■ Trecho do texto:

#####

52.          Como concluiu o TJUE, "nestas condições, o cálculo do direito à dedução em aplicação do método baseado no volume de negócios, que tem em conta os montantes relativos à parte das rendas que os clientes pagam e que servem para compensar a disponibilização dos veículos, leva a determinar um pro rala de dedução do IVA pago a montante menos preciso do que o resultante do método aplicado pela Fazenda Pública, baseado apenas na parte das rendas correspondente aos juros que constituem a contrapartida dos custos de financiamento e de gestão dos contratos suportados pelo locador financeiro, uma vez que estas duas atividades constituem o essencial da utilização dos bens e serviços de utilização mista destinada à realização das operações de locação financeira para o setor automóvel'.

53.          Em conclusão, a metodologia comunicada ao Recorrente, pelo menos, desde 2004 e preconizada no ofício-circulado n.º 30.108/2009 é a que mais se aproxima do princípio da neutralidade do imposto, estando em conformidade com o disposto no artº  23.º do CIVA e na Diretiva IVA. Pelo que, pretendendo proceder à dedução de forma diversa, a retificação da dedução de imposto pretendida pelo Recorrente não é legítima.

54.          Feita esta análise, conclui-se que o Recorrente não tem imposto a regularizar, a seu favor, porquanto o entendimento que orientou a apresentação da reclamação graciosa prevista no art.º 131.º do CPPT não está conforme com o regime da dedução de imposto, relativa a bens de utilização mista, aplicável à atividade de locação financeira, contrariando, designadamente, o disposto no ofício-circulado n.º 30.108/2009 e na jurisprudência comunitária recente;

 

L)            A Autoridade Tributária e Aduaneira emitiu o Ofício Circulado n.º 30108, de 30 de janeiro de 2009, com o seguinte teor:

 

Assunto: IVA - Direito à dedução Regras para a determinação do direito à dedução pelas instituições de crédito quando desenvolvam simultaneamente as actividades de Leasing ou de ALD 

Para conhecimento dos Serviços e de outros interessados, e tendo em vista divulgar a correcta interpretação a dar ao artigo 23º do Código do IVA no que respeita à sua aplicação pelas instituições de crédito que exercem, entre outras, a actividade de Leasing ou de ALD, comunica-se que, por meu despacho de 2009.01.30, proferido na informação nº 106, de 19 de Janeiro de 2009, do Gabinete do Subdirector-Geral da área de Gestão do IVA, foi determinado o seguinte:

1.            O ofício circulado nº 30103, de 2008.04.23, do Gabinete do SubdirectorGeral da área de Gestão do IVA, procedeu à divulgação de instruções genéricas no sentido de uniformizar a interpretação a dar às alterações introduzidas ao artigo 23º do Código do IVA (CIVA), de assegurar o correcto enquadramento das várias actividades face aos novos preceitos, de estabelecer os procedimentos a serem seguidos na determinação da dedução do imposto e, ainda, de clarificar os critérios a utilizar, quando haja recurso à afectação real na determinação do quantum do imposto a deduzir e sempre que esteja em causa bens e serviços de utilização mista.

#####

Entradas para marcação de caixas delimitadoras
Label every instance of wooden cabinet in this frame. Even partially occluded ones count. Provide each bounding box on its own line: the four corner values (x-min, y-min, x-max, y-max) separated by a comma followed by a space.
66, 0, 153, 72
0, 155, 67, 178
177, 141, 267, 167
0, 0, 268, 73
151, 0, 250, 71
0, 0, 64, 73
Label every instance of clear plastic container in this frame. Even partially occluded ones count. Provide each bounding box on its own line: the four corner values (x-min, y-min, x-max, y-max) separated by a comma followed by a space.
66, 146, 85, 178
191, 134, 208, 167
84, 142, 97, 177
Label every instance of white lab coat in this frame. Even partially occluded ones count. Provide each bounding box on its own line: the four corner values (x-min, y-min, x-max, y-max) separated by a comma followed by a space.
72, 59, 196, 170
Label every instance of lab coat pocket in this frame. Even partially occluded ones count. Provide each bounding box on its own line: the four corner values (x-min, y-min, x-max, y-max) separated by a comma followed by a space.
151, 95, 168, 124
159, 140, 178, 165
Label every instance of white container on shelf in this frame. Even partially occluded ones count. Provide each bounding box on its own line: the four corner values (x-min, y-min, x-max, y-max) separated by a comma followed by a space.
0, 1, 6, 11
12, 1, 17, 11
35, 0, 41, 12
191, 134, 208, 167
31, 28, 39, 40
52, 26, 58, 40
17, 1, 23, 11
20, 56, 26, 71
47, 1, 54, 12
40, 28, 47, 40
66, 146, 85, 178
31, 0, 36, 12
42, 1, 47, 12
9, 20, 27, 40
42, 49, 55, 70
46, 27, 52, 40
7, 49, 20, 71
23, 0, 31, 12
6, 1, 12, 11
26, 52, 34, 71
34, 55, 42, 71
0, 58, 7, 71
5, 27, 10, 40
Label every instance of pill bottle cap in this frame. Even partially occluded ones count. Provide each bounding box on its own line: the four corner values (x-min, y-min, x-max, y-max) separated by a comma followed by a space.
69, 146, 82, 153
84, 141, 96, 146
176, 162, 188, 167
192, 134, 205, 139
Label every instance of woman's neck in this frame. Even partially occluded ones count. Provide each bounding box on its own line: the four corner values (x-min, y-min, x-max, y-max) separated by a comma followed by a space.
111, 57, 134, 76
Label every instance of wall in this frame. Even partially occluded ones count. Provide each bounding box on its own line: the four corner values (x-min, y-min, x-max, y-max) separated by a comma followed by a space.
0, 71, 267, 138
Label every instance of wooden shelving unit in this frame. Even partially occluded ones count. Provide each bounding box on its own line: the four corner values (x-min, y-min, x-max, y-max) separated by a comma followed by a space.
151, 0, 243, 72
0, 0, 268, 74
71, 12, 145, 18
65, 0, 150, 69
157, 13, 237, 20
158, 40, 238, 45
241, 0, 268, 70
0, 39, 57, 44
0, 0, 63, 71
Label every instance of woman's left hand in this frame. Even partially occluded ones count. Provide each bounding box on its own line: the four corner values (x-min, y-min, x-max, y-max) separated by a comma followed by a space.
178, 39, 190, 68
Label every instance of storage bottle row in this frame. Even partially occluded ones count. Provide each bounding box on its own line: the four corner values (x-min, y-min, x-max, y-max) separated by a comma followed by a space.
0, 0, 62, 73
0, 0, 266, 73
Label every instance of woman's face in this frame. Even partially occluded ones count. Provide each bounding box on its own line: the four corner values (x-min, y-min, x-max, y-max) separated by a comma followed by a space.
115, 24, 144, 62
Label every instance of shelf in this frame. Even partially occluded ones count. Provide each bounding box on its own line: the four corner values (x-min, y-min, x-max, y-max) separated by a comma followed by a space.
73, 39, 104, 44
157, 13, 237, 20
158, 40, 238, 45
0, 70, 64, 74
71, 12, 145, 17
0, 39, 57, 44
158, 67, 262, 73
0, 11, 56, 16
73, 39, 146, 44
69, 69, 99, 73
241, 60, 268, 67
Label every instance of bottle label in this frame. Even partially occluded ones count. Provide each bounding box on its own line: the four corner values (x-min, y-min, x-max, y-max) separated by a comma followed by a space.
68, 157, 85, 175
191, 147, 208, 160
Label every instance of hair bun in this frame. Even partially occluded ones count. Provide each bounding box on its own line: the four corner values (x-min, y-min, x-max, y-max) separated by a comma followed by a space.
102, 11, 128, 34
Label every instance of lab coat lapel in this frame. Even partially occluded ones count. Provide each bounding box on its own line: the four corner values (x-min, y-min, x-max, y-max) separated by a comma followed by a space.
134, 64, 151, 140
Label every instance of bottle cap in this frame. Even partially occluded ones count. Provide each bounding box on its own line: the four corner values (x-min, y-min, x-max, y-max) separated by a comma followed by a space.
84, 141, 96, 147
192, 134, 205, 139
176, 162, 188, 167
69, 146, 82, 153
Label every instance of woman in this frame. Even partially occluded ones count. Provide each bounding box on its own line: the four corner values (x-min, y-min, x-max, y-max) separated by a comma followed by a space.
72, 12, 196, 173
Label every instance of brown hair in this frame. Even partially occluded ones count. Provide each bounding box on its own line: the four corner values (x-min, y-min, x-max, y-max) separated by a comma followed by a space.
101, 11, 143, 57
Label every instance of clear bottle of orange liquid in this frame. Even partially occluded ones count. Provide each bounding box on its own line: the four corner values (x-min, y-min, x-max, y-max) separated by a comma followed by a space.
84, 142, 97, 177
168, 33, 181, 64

#####

■ Tarefas a executar:
- a) Reescreva o trecho sobre a dedução do IVA, começando em "1.            O ofício" e terminando em "de utilização mista.", e troque "instruções genéricas" por "orientações genéricas".
- b) Copie sem nenhuma alteração as linhas da listagem desde o seu início até a linha que contém "0, 0, 64, 73", incluindo esta.

■ Respostas às tarefas:
- a)
1.            O ofício circulado nº 30103, de 2008.04.23, do Gabinete do SubdirectorGeral da área de Gestão do IVA, procedeu à divulgação de orientações genéricas no sentido de uniformizar a interpretação a dar às alterações introduzidas ao artigo 23º do Código do IVA (CIVA), de assegurar o correcto enquadramento das várias actividades face aos novos preceitos, de estabelecer os procedimentos a serem seguidos na determinação da dedução do imposto e, ainda, de clarificar os critérios a utilizar, quando haja recurso à afectação real na determinação do quantum do imposto a deduzir e sempre que esteja em causa bens e serviços de utilização mista.

- b)
Label every instance of wooden cabinet in this frame. Even partially occluded ones count. Provide each bounding box on its own line: the four corner values (x-min, y-min, x-max, y-max) separated by a comma followed by a space.
66, 0, 153, 72
0, 155, 67, 178
177, 141, 267, 167
0, 0, 268, 73
151, 0, 250, 71
0, 0, 64, 73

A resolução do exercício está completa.